__Instructions for the task__: Could you return every record below exactly as it is written?

Saved data entries:
>>>>>
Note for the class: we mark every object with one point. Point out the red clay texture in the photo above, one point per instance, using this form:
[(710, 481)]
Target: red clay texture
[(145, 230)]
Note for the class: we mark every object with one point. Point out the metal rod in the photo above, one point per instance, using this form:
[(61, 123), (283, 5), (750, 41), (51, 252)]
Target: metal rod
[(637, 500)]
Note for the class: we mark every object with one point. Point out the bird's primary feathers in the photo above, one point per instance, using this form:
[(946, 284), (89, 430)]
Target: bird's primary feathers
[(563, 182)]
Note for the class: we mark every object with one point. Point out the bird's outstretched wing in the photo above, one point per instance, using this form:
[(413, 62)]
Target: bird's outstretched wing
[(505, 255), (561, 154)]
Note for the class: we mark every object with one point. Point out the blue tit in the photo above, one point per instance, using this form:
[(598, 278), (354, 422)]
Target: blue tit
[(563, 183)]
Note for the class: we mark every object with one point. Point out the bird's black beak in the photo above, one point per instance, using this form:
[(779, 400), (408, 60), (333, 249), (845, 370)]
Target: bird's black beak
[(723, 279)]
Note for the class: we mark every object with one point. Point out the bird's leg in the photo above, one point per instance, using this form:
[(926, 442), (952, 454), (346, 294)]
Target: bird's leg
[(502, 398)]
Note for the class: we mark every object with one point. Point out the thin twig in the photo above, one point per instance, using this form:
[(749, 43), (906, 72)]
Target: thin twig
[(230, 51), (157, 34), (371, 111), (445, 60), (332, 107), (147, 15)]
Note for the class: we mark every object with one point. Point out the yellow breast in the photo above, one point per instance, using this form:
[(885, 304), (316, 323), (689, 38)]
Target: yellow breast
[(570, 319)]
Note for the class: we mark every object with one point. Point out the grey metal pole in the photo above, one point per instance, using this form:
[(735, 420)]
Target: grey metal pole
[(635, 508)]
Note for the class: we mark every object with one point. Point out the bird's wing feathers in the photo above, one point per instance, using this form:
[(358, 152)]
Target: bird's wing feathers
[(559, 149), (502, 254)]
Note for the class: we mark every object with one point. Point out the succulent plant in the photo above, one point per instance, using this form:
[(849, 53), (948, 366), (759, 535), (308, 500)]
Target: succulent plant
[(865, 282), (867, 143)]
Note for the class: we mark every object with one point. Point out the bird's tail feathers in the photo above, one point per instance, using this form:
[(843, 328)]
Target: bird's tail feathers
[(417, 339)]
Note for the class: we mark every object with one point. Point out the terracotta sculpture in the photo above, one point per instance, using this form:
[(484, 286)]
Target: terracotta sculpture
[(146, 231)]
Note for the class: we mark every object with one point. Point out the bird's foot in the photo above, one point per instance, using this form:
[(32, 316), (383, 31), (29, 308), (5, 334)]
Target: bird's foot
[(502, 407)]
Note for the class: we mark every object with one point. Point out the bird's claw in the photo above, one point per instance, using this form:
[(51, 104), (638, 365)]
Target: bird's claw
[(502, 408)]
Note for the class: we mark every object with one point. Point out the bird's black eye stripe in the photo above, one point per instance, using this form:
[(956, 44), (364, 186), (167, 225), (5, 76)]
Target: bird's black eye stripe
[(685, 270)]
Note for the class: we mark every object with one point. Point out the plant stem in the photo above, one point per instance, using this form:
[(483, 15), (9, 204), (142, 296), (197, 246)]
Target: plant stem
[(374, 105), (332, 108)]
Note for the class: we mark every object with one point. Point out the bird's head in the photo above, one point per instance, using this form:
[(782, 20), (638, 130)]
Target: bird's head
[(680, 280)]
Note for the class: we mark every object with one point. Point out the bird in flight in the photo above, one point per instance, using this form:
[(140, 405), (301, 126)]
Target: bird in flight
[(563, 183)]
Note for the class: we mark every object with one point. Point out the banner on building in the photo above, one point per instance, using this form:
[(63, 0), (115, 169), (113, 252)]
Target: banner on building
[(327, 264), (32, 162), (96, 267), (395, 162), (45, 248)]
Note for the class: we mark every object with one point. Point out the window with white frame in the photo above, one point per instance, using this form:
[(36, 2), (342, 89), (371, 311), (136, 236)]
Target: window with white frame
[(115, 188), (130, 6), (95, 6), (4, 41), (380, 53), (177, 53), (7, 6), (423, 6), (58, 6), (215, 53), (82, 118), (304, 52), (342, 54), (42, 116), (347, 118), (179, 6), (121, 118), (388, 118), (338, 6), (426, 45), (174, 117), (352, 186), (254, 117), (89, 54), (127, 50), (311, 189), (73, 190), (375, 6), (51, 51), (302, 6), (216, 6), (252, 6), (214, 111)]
<<<<<
__Written solution__:
Note for the class: we mark every object with one point. Point out the red clay texture in the photo above, one point per instance, using this form:
[(710, 481)]
Target: red clay texture
[(145, 230)]
Note for the class: we mark every object with one point. Point out the metal rod in the photo above, one point per instance, using this form:
[(61, 123), (283, 5), (750, 41), (51, 252)]
Target: metal rod
[(637, 500)]
Note for the class: we mark every object with one point. Point out the bird's primary feathers in the photo above, one point per instance, using this form:
[(946, 284), (89, 430)]
Target: bird's primary feathers
[(563, 182)]
Note for the class: we mark every object with one point. Point out the bird's outstretched wing in the photo above, one point per instance, using this form:
[(413, 62)]
Target: bird's outstretched wing
[(505, 255), (561, 154)]
Note for the class: we mark every object with one point. Point out the blue tit in the photo above, one point per instance, using this form:
[(598, 278), (354, 422)]
Target: blue tit
[(563, 183)]
Note for the class: we mark every object with one point. Point out the bird's black beak in the photo above, one point per instance, using this form:
[(779, 400), (408, 60), (333, 249), (845, 370)]
Target: bird's black beak
[(723, 279)]
Note for the class: we mark every object with one point. Point out the bird's leg in the photo above, one point per instance, using this form:
[(926, 442), (952, 454), (346, 294)]
Target: bird's leg
[(502, 398)]
Note for the class: we mark every object with one point. Point out the thin twig in the photo above, one point per instance, using this form:
[(749, 43), (906, 72)]
Target: thin twig
[(230, 51), (157, 34), (371, 111), (445, 60), (332, 107), (147, 15)]
Note for the class: we mark every object with one point. Point out the yellow breast in the photo above, one point per instance, using this form:
[(885, 304), (316, 323), (689, 38)]
Target: yellow breast
[(570, 319)]
Note for the class: we mark every object with one point. Point out the grey metal pole in the photo above, one point per instance, using this form:
[(735, 420)]
Target: grey metal pole
[(635, 508)]
Note for the class: we mark every object with one point. Point out the bird's wing feathers in the photo above, one point per instance, using this form:
[(358, 152)]
Target: bird's wing feathers
[(559, 149), (502, 254)]
Note for the class: we mark every object with one point. Point out the succulent plant in the photo above, one point per instance, using this form:
[(849, 53), (948, 366), (759, 535), (308, 500)]
Target: succulent plant
[(865, 282), (867, 143)]
Note for the class: we mark every object with one point. Point out the bird's tail feathers in the photo above, one point per instance, using this form:
[(843, 328)]
Target: bird's tail feathers
[(417, 339)]
Note for the class: we mark every object with one point. Point out the terracotta sculpture in the photo above, one point per instance, using this form:
[(484, 286)]
Target: terracotta sculpture
[(146, 231)]
Note for the class: we mark every object with one point. Point out the bird's foot in the photo above, one point per instance, using this form:
[(32, 316), (383, 31), (29, 308), (5, 334)]
Target: bird's foot
[(502, 407)]
Note for the class: we mark every object with one point. Point out the bird's claw in the photo above, one point per instance, using this form:
[(51, 104), (638, 365)]
Target: bird's claw
[(502, 408)]
Note for the class: we mark every object with one point. Point out the bird's black eye stripe in the photo above, one point per instance, using this form:
[(956, 44), (364, 186), (167, 225), (5, 76)]
Target: bird's black eye stripe
[(685, 270)]
Note for the class: we mark every object with one point. Point out the plant stem in the photo above, one point per instance, using this form:
[(483, 15), (9, 204), (142, 296), (197, 246)]
Target: plant stem
[(374, 105), (332, 108)]
Note for the class: we mark every object with one point. Point out the bird's head in the photo above, one point per instance, using this form:
[(782, 20), (638, 130)]
Target: bird's head
[(680, 280)]
Note for the class: we mark every object with one point. Point out the bird in flight in the photo above, one point per instance, using this form:
[(140, 405), (301, 126)]
Target: bird in flight
[(563, 183)]
Note for the class: we mark every object with one point. Point out the banner on building in the photo above, one point per instance, using this form:
[(63, 0), (115, 169), (113, 252)]
Target: banner on building
[(327, 264), (32, 162), (96, 267), (395, 162), (45, 248)]
Note for the class: we mark every object with one point. Point out the window with white frame in the photo above, one point per instance, using this form:
[(36, 2), (342, 89), (371, 311), (136, 236)]
Target: window with white frame
[(115, 188), (130, 6), (95, 6), (4, 41), (380, 53), (177, 53), (7, 6), (423, 6), (58, 6), (215, 53), (82, 118), (304, 52), (342, 54), (42, 116), (347, 118), (179, 6), (121, 118), (388, 118), (338, 6), (426, 45), (174, 117), (352, 186), (254, 117), (89, 54), (127, 50), (311, 189), (73, 190), (375, 6), (51, 51), (302, 6), (216, 6), (252, 6), (214, 111)]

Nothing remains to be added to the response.